*** Block opens ***

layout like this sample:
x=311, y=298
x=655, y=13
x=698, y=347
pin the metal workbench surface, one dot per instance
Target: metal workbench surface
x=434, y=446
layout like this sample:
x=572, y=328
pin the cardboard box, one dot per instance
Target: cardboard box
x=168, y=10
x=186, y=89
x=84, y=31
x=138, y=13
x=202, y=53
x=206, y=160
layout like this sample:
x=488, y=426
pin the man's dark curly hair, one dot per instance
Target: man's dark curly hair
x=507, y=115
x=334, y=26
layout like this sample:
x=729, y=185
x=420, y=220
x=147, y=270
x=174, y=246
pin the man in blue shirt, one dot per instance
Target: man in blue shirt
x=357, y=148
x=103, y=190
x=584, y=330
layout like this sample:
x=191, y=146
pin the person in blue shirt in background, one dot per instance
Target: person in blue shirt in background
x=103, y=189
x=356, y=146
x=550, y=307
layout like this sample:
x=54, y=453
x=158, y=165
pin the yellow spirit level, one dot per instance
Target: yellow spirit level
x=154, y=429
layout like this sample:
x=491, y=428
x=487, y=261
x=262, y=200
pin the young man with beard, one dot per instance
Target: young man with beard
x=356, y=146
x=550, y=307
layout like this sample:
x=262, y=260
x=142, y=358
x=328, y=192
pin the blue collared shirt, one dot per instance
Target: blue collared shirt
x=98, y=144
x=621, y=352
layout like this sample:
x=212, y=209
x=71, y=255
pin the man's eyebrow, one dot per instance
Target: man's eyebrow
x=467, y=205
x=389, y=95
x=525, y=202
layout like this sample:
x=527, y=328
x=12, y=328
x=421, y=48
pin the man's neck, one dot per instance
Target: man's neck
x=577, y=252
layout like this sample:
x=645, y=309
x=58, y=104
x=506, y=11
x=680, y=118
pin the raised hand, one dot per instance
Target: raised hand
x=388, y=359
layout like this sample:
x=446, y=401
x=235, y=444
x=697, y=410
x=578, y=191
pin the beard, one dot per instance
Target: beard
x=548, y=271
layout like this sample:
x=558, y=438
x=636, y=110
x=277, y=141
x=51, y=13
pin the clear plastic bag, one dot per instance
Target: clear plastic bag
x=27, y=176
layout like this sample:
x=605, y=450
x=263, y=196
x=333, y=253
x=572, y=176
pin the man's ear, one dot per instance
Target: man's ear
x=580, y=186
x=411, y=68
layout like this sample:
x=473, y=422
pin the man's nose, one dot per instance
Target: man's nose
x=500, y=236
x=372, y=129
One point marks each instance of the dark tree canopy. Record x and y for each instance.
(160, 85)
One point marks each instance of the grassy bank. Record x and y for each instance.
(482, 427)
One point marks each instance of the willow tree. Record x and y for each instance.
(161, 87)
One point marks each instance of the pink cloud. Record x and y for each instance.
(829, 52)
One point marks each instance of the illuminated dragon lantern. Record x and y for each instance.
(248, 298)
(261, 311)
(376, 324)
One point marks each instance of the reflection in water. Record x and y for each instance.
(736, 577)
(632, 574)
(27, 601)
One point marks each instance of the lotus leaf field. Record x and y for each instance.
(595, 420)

*** Block closes ***

## Exercise
Repeat the entries exactly as they appear.

## Answer space
layout like this sample:
x=311, y=298
x=655, y=13
x=698, y=347
pin the metal workbench surface, one dot per instance
Target: metal workbench surface
x=434, y=446
layout like this sample:
x=572, y=328
pin the cardboard box, one dot per instance
Target: cardboard box
x=168, y=10
x=186, y=89
x=84, y=31
x=138, y=13
x=202, y=53
x=206, y=160
layout like this sample:
x=488, y=426
pin the man's dark curly hair, one dot per instance
Target: man's dark curly hair
x=507, y=115
x=334, y=26
layout like this sample:
x=729, y=185
x=420, y=220
x=147, y=270
x=174, y=246
pin the man in blue shirt, one dot per instance
Target: man in blue shirt
x=357, y=148
x=103, y=190
x=584, y=330
layout like this sample:
x=191, y=146
pin the person in blue shirt in background, one dot per instance
Target: person in blue shirt in background
x=103, y=189
x=356, y=146
x=550, y=307
layout like this sample:
x=54, y=453
x=158, y=165
pin the yellow spirit level, one dot per instance
Target: yellow spirit level
x=154, y=429
layout like this sample:
x=491, y=428
x=487, y=261
x=262, y=200
pin the young man with beard, one dot per instance
Target: young man with beard
x=356, y=146
x=550, y=307
layout like this sample:
x=262, y=260
x=142, y=358
x=328, y=192
pin the blue collared shirt, one dot per instance
Target: blue collared shirt
x=98, y=144
x=621, y=352
layout like this sample:
x=212, y=209
x=71, y=255
pin the man's eyebrow, one dot per instance
Target: man's eyebrow
x=467, y=205
x=389, y=95
x=525, y=202
layout like this sample:
x=527, y=328
x=12, y=328
x=421, y=48
pin the man's neck, one dot per instance
Target: man's neck
x=577, y=252
layout like this sample:
x=645, y=309
x=58, y=104
x=506, y=11
x=680, y=118
pin the raised hand, one dot per instance
Target: raised hand
x=388, y=359
layout like this sample:
x=446, y=401
x=235, y=444
x=697, y=410
x=578, y=191
pin the beard, one dot per instance
Target: beard
x=548, y=271
layout like this sample:
x=558, y=438
x=636, y=110
x=277, y=141
x=51, y=13
pin the clear plastic bag, one dot per instance
Target: clear plastic bag
x=27, y=176
layout like this sample:
x=605, y=450
x=263, y=196
x=333, y=253
x=572, y=176
pin the man's ear, one dot per instance
Target: man's ear
x=580, y=186
x=411, y=68
layout like this sample:
x=473, y=422
pin the man's nose, one dot per instance
Target: man's nose
x=500, y=236
x=372, y=129
One point marks each instance of the dark tree canopy. Record x and y for each instance.
(160, 85)
One point marks each instance of the grassy bank. Record x and y for each instance.
(482, 427)
One point marks each instance of the willow tree. Record x and y for each instance.
(161, 87)
One point marks each instance of the pink cloud. Record x and y for each instance.
(829, 52)
One point marks each instance of the illuminated dragon lantern. Record x and y for each instance.
(248, 298)
(261, 311)
(376, 324)
One point marks each instance of the reflection in water. Record x and y for each instance.
(736, 577)
(632, 574)
(27, 601)
One point marks each instance of the lotus leaf field. Record x and y for each instance.
(595, 420)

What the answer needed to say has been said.